▶ GIVEN EXERCISE
Show each line of the entries below that contains the word "window", reproducing every such line in full.

▶ RECORDS FOR THIS EXERCISE
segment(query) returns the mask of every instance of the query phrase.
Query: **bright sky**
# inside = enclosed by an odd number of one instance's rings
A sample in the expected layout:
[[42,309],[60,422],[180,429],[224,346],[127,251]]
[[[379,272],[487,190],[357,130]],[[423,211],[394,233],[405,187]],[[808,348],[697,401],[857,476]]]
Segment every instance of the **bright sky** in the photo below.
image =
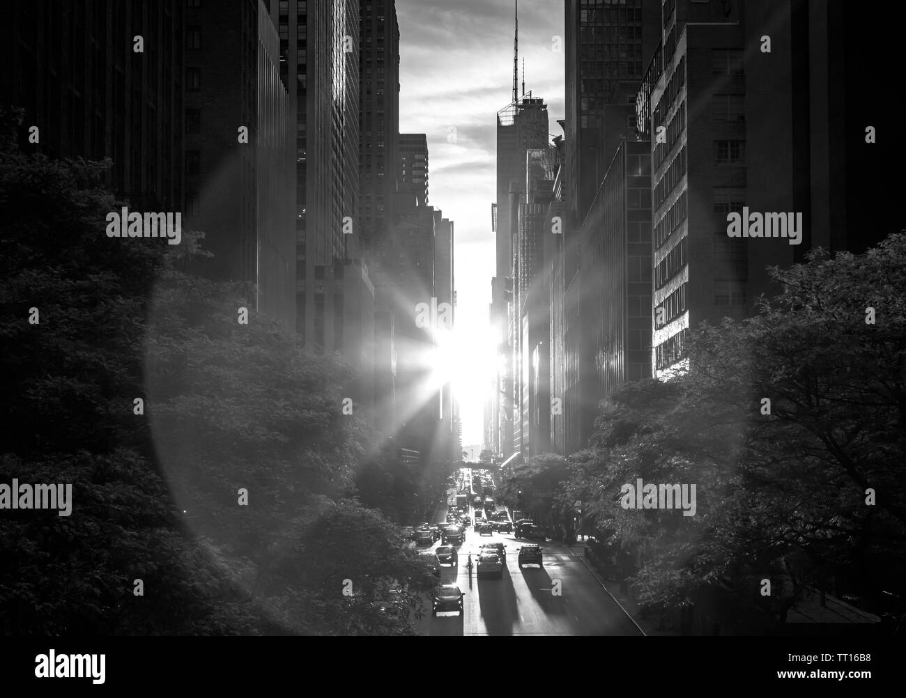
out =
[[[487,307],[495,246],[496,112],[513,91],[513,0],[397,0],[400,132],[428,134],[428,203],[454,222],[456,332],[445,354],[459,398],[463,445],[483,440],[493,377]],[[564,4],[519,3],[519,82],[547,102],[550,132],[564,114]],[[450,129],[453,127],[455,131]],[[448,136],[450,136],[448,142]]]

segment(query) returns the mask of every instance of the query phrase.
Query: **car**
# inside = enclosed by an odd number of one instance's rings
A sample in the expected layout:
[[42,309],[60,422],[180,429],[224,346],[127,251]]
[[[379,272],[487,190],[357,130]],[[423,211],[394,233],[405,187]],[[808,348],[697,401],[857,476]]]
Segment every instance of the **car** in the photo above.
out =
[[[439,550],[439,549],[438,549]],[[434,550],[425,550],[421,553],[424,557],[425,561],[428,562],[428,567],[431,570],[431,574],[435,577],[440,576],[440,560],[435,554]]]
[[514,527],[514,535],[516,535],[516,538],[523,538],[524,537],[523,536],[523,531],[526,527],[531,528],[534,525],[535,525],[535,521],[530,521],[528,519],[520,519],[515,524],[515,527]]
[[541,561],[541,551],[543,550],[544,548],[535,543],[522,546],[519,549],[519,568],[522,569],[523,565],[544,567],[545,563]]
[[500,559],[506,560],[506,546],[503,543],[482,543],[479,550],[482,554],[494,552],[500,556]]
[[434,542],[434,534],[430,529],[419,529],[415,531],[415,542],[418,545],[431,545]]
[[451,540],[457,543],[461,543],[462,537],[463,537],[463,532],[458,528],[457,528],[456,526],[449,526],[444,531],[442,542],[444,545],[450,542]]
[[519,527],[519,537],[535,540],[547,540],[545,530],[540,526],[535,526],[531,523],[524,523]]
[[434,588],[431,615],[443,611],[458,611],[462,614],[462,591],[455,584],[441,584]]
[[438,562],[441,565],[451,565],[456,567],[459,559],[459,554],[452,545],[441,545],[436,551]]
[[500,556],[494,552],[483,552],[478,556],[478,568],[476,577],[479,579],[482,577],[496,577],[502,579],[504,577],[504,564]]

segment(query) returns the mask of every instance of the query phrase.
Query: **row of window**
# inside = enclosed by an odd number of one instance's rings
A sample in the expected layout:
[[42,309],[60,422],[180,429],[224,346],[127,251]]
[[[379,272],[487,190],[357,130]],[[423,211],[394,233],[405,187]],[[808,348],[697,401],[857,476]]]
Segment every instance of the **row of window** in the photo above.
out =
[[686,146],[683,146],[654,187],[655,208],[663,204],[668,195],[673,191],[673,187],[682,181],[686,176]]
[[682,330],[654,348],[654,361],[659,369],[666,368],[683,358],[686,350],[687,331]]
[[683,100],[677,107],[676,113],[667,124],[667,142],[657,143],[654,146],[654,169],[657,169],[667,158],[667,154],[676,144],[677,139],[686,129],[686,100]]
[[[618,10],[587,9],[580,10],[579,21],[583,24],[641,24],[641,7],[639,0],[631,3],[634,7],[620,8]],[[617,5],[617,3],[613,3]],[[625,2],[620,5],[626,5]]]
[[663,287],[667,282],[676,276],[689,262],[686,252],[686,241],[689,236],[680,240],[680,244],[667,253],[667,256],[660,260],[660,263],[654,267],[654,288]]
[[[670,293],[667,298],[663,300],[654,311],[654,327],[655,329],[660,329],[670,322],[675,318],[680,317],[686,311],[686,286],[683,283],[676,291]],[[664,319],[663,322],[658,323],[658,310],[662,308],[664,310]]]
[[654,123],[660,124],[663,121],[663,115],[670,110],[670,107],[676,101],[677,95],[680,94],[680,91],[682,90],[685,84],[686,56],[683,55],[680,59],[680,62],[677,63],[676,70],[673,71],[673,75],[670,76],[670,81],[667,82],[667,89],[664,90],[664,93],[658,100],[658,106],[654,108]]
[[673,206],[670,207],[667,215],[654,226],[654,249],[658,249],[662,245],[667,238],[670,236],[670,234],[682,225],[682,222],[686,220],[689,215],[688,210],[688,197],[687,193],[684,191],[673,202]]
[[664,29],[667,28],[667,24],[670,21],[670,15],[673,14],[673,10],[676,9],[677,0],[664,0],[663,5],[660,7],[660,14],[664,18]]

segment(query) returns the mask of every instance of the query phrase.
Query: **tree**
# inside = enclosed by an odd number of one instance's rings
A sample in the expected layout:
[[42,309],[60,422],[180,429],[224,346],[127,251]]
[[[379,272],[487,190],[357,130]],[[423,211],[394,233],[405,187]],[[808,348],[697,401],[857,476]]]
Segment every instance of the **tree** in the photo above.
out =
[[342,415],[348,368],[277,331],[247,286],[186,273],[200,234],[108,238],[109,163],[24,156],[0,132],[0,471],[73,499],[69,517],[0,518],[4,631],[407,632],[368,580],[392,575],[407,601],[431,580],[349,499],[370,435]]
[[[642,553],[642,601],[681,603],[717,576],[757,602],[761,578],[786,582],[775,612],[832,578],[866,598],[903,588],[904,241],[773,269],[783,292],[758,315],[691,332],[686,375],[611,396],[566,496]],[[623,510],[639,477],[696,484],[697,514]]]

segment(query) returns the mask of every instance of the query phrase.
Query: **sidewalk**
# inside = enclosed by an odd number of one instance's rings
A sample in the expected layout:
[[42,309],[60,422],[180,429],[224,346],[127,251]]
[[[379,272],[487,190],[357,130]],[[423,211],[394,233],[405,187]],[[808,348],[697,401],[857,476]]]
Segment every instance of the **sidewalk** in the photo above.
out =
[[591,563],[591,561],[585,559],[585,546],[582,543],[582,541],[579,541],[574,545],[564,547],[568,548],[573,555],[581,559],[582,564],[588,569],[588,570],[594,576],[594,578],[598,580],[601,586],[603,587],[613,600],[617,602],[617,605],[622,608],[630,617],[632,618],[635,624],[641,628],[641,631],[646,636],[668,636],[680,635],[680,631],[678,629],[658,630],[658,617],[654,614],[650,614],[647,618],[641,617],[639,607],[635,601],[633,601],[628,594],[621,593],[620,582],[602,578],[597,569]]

▶ TASK ANSWER
Query: **row of window**
Segment every instance of the **row of window** in the photo above.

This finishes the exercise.